╭─ READING PASSAGE

Study finds talk therapy for civilians with PTSD effective for military
A leading talk therapy for civilians with post-traumatic stress disorder, known as Cognitive Processing Therapy (CPT), also is effective for many who suffer from combat-related PTSD. This is the finding of researchers conducting the largest clinical trial to date to document an evidence-based treatment for PTSD in active-duty military personnel.
According to study findings published online Nov. 23 in JAMA Psychiatry, which include all who entered a trial comparing up to 12 sessions of CPT delivered in either group or individual format over the course of six weeks, nearly half of those receiving individual CPT and nearly 40 percent of those receiving group CPT recovered from PTSD. Findings showed not only significant reductions in PTSD symptoms, but also in depression and suicidal thinking, all of which were maintained over time.
The groundbreaking trial was conducted at the U.S. Army’s Fort Hood in Killeen, Texas, for the multi-institutional STRONG STAR Consortium, which is funded by the U.S. Department of Defense and based at UT Health San Antonio.
Patricia Resick, Ph.D., the developer of CPT and professor of psychiatry and behavioral sciences at Duke University School of Medicine, led the study comparing two different ways of delivering treatment with CPT. CPT is a therapy that helps patients challenge distorted thoughts that perpetuate unhelpful emotions related to their trauma, such as guilt, blame and anger, and to process their natural emotions, leading to a healthier viewpoint and more control over traumatic memories.
In the clinical trial, 268 active service members diagnosed with combat-related PTSD were assigned randomly to receive CPT either in individual or group format. The research team found both formats effective for many patients, but those receiving individual therapy showed significantly greater improvement.
Participants in individual therapy showed large improvements in the severity of their PTSD symptoms and group participants showed medium to large improvements. The study also showed that CPT resulted in significant reductions in depression and suicidal thinking, regardless of the treatment format. These findings continued through a six-month follow-up.
“This is very encouraging, especially since the trial was based only on 12 sessions of therapy over six weeks,” said Dr. Resick, the paper’s first author. “People often think you have to go to therapy for years to address PTSD. But in this large-scale clinical trial with CPT, we saw such a large percentage of patients show significant improvements and even fully recover from PTSD in a matter of weeks. This makes the therapy a good option for service members who wish to stay fit for active duty and veterans seeking to reintegrate into civilian life.”

╰─
╭─ SUPPLIED INFORMATION

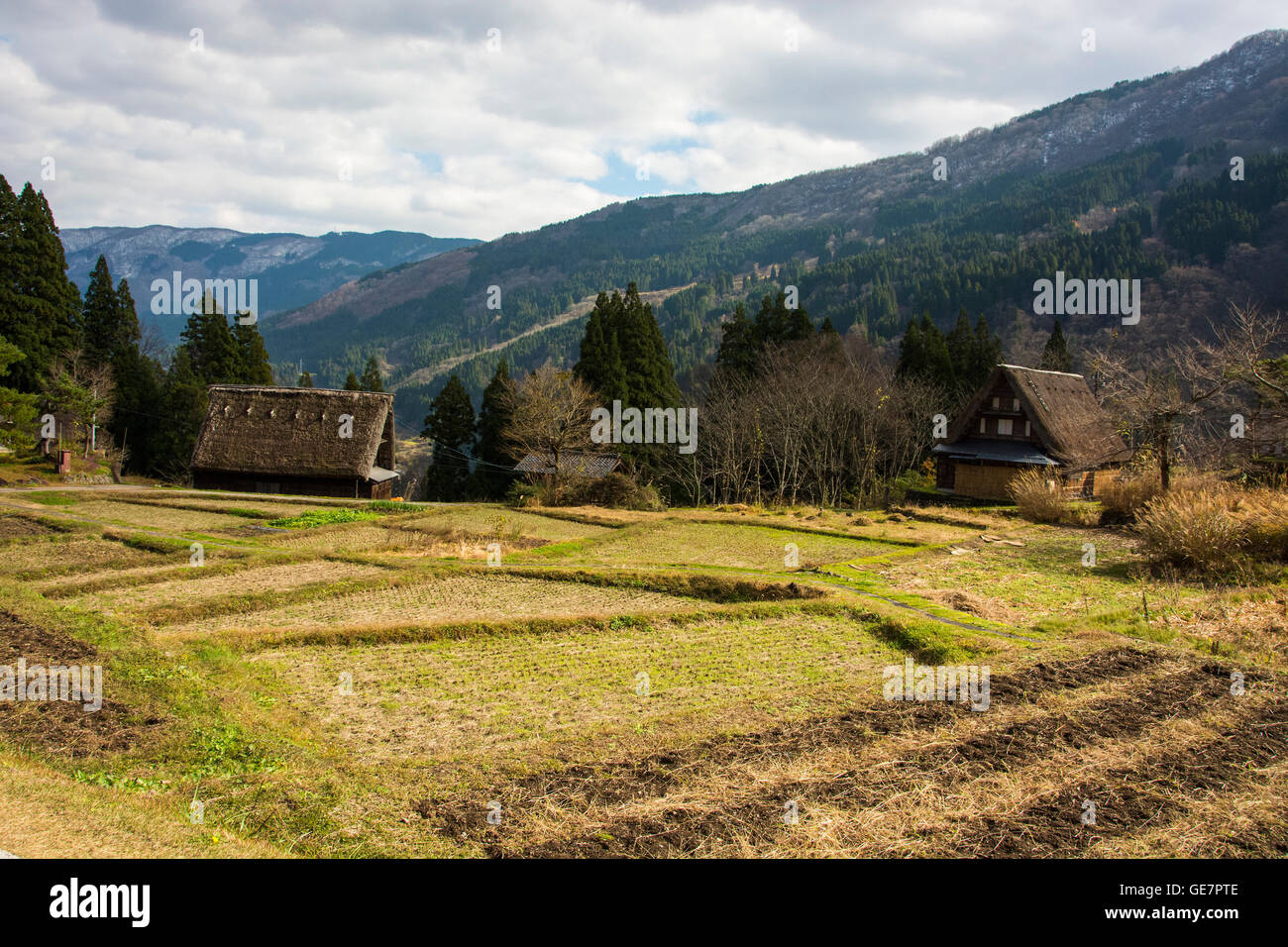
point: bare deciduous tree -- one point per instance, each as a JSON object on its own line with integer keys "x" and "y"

╰─

» **EXERCISE PROMPT**:
In the article on talk therapy for PTSD, rewrite the part starting with "Patricia Resick, Ph.D., the" and going on through "significantly greater improvement.", changing "active service members" to "active-duty soldiers".

» **ANSWER TO THIS EXERCISE**:
Patricia Resick, Ph.D., the developer of CPT and professor of psychiatry and behavioral sciences at Duke University School of Medicine, led the study comparing two different ways of delivering treatment with CPT. CPT is a therapy that helps patients challenge distorted thoughts that perpetuate unhelpful emotions related to their trauma, such as guilt, blame and anger, and to process their natural emotions, leading to a healthier viewpoint and more control over traumatic memories.
In the clinical trial, 268 active-duty soldiers diagnosed with combat-related PTSD were assigned randomly to receive CPT either in individual or group format. The research team found both formats effective for many patients, but those receiving individual therapy showed significantly greater improvement.